/---
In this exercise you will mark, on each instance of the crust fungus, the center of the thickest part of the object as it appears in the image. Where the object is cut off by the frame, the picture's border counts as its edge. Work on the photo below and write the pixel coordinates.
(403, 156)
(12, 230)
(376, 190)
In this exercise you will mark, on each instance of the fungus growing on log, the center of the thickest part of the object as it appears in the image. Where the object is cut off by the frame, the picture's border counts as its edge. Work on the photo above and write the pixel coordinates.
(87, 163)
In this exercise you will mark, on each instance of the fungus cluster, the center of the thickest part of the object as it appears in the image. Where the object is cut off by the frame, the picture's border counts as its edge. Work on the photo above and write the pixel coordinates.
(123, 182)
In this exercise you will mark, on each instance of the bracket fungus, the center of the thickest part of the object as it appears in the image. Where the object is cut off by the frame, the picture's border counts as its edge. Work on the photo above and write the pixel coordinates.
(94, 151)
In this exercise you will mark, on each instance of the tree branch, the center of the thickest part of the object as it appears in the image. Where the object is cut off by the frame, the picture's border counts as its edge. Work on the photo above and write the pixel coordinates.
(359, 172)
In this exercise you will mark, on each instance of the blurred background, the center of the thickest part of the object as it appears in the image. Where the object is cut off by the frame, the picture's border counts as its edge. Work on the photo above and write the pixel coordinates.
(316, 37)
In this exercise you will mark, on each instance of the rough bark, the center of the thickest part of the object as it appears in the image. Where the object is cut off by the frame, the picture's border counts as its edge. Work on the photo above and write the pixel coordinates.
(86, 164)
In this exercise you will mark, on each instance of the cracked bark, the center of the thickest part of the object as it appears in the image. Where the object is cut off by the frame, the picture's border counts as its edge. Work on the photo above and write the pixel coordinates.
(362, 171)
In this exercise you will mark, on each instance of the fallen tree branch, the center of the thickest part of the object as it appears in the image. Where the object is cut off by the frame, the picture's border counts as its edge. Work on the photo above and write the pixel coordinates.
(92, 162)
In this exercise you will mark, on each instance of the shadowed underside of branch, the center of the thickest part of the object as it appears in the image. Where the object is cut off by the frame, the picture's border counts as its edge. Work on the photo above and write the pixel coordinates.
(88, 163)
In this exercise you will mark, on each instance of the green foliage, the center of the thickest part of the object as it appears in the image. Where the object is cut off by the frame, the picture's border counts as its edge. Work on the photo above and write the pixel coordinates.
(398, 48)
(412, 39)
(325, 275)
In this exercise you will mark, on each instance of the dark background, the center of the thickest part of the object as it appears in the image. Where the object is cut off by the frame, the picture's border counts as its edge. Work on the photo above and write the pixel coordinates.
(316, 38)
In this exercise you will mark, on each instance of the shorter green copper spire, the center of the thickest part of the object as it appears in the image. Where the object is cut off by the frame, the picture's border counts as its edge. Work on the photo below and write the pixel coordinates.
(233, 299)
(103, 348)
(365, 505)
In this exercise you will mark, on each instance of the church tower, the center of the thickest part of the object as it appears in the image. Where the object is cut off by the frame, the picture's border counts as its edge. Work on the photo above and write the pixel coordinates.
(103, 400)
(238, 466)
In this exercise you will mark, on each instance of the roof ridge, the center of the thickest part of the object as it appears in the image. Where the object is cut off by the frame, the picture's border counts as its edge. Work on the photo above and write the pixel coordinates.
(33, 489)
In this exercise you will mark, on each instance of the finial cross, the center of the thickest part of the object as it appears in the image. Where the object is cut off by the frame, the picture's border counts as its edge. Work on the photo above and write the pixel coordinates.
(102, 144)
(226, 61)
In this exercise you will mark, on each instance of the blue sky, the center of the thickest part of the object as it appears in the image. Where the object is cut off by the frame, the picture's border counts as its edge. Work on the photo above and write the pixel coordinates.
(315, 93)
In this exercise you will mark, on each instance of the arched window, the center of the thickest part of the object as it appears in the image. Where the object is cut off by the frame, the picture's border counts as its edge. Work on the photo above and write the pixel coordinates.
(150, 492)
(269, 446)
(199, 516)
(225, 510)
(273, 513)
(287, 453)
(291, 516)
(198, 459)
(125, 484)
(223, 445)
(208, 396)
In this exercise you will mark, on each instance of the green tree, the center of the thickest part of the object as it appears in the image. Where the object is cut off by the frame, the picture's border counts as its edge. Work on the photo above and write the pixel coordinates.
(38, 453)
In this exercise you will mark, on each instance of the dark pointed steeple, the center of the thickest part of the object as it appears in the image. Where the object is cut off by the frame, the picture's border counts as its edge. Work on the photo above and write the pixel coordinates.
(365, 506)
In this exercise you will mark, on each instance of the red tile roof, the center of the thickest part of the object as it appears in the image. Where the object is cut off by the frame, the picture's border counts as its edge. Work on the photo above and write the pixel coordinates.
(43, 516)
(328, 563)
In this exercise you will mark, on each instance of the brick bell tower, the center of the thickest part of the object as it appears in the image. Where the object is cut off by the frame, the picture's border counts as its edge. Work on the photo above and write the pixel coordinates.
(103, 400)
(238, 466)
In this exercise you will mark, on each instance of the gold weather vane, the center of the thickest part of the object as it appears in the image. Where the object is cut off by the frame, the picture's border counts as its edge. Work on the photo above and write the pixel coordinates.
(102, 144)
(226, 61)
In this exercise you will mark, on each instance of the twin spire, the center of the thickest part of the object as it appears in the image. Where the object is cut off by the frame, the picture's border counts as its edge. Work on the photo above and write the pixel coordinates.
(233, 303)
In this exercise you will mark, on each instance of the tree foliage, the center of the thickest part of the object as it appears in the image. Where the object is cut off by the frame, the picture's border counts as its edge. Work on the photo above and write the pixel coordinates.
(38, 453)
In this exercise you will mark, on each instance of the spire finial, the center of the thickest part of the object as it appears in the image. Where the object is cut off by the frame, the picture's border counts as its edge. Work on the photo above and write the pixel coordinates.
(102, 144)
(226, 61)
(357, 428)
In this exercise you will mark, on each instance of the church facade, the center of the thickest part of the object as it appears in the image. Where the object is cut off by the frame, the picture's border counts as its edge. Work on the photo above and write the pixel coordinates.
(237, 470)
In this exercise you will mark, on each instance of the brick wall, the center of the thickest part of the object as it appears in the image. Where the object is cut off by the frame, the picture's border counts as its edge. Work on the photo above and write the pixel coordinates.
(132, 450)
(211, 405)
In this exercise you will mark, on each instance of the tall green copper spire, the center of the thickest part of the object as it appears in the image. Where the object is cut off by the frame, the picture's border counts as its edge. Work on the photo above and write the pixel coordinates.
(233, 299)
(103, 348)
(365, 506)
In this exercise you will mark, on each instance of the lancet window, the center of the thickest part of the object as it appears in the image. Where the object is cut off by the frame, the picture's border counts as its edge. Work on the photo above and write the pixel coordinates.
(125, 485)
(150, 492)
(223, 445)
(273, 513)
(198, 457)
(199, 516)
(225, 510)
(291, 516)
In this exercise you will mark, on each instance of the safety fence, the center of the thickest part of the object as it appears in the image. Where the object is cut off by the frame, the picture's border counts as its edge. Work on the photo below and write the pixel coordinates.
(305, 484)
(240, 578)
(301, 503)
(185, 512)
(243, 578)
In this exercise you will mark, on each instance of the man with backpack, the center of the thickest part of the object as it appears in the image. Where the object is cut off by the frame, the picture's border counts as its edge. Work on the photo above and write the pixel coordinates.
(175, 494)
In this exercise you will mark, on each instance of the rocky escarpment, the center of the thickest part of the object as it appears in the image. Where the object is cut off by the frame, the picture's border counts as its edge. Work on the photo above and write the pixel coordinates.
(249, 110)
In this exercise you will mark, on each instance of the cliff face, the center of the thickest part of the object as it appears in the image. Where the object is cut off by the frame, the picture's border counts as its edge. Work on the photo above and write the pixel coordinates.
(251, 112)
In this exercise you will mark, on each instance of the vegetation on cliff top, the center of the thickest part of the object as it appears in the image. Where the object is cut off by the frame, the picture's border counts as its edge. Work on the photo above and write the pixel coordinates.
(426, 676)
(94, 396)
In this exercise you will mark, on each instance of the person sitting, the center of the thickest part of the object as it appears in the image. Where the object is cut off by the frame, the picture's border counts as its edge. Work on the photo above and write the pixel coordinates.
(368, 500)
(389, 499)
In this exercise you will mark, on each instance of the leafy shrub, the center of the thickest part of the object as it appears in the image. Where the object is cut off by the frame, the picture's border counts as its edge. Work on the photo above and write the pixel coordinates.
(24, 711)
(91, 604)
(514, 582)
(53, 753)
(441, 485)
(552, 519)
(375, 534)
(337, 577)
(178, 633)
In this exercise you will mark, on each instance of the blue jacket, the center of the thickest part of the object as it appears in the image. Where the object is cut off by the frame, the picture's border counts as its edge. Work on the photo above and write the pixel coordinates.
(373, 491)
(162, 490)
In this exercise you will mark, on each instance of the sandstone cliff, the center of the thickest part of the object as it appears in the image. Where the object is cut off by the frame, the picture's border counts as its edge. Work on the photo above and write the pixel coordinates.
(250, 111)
\---
## Exercise prompt
Repeat, without changes, every line from the one that contains "of the rocky" through the final line of the data.

## Expected output
In this exercise you will mark, on each instance of the rocky escarpment, the center of the thickest part of the object as it appears in the image. Where the object is cut off by the frame, the picture's border counts as its edge. Work on the photo above and write the pixel coordinates.
(249, 110)
In this exercise you will mark, on each instance of the cliff face, the center of the thickest part of the object as it appears in the image. Where the object is cut off by the frame, the picture's border counts as its edge. Work on the photo above and write the pixel coordinates.
(251, 112)
In this exercise you will mark, on each instance of the vegetation on cliff top, the center of the thickest part of the object as it appears in the image. Where the object is cut off by the frame, the picture's border counts as its edge. Work on the photo above and write the pixel coordinates.
(426, 676)
(94, 396)
In this exercise you will mark, on each instance of the person sitting, the center of the thickest part of the object as it appears in the image. Where the object is cut off by the frame, the picture's border counts as its edge. Work on the photo above and write the pixel coordinates.
(368, 500)
(389, 499)
In this exercise you will mark, on each instance of the leafy shrub, the center of the thickest part of the object as it appears in the image. Where the object is cut off by the frame, the picture's border counts as its edge. Work on the photo above and write the pixel coordinates.
(24, 711)
(91, 604)
(514, 582)
(53, 753)
(441, 485)
(552, 519)
(375, 534)
(337, 577)
(178, 633)
In this exercise you will mark, on each instance of the blue jacket, the center of the thickest part of the object as it appears in the image. Where the object is cut off by the frame, the picture's border counts as its edge. Work on the photo above and write the pixel coordinates.
(373, 491)
(162, 490)
In this exercise you will mark, on each instance of the sandstone cliff, the center of the thickest part of the object as it appears in the image. Where the object is cut off by the frame, the picture's border counts as its edge. Work on the photo above and write the pixel coordinates.
(250, 111)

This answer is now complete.